* _THE RECORDS_

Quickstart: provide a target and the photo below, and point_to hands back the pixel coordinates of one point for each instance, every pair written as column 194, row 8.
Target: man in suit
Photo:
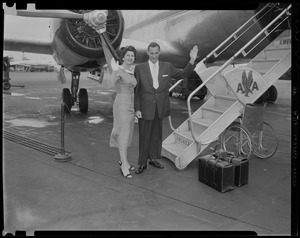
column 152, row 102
...
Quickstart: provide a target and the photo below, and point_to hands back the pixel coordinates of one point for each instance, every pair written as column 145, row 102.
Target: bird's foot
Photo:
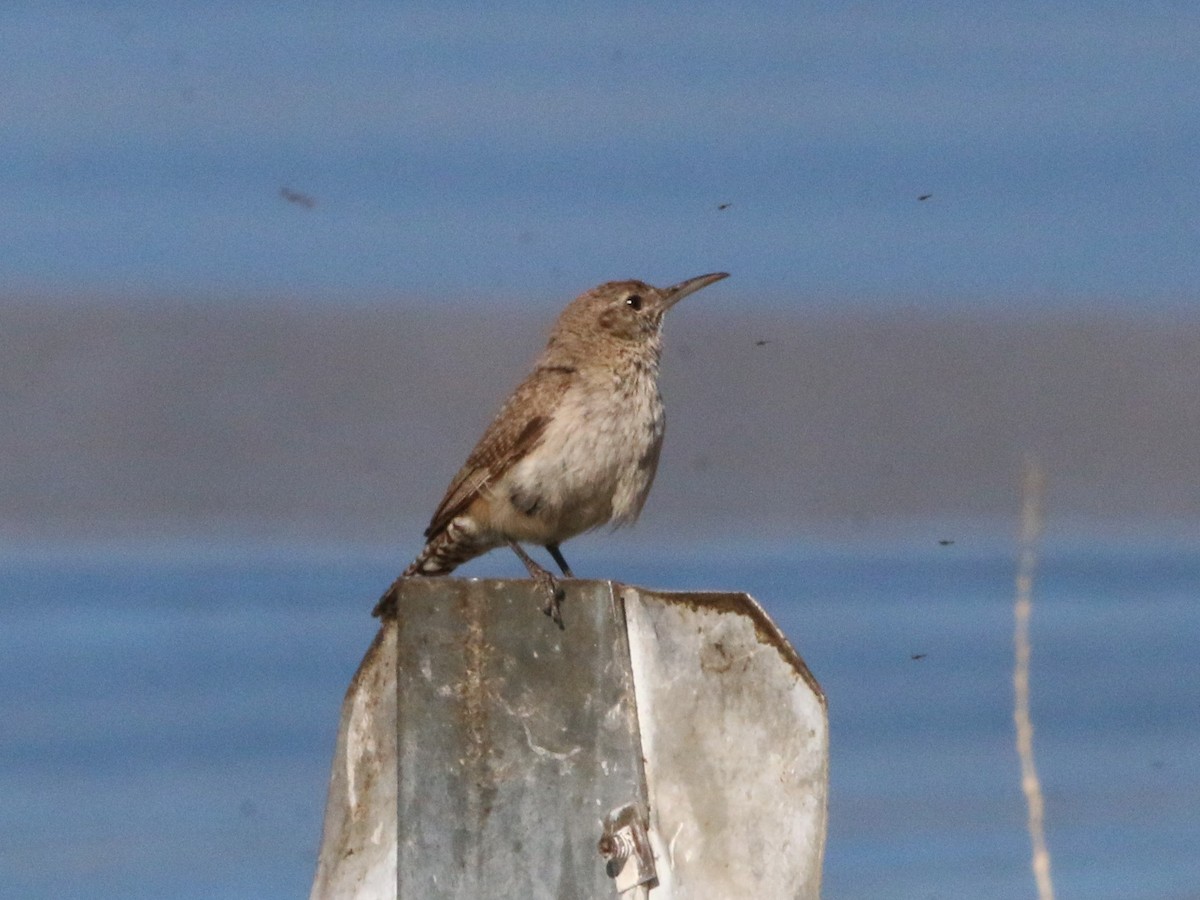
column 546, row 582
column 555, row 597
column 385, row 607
--
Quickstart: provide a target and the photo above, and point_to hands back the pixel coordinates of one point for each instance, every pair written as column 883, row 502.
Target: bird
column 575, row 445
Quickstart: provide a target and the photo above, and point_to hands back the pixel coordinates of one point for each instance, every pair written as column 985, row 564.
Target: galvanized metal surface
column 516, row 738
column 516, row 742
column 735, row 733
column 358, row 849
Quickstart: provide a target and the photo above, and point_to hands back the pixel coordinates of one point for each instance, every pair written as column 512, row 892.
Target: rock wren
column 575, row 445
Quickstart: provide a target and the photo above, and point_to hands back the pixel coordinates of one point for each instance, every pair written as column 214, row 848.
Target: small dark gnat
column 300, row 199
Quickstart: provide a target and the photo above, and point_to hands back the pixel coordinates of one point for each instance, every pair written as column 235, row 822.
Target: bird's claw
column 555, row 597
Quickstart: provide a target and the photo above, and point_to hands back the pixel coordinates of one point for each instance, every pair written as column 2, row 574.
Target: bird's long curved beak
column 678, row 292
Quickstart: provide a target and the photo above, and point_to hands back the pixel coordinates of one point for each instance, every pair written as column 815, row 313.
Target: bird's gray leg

* _WHAT YOU WILL DO_
Copy each line in the listing where "below" appears.

* _SOLUTION_
Quickstart: provide a target and the photo below, and point_to hands back the pixel coordinates of one point for each instance, every pair written as column 194, row 8.
Quickstart: provide a target and the photo below, and point_to hands back the pixel coordinates of one point for each instance, every pair written as column 145, row 102.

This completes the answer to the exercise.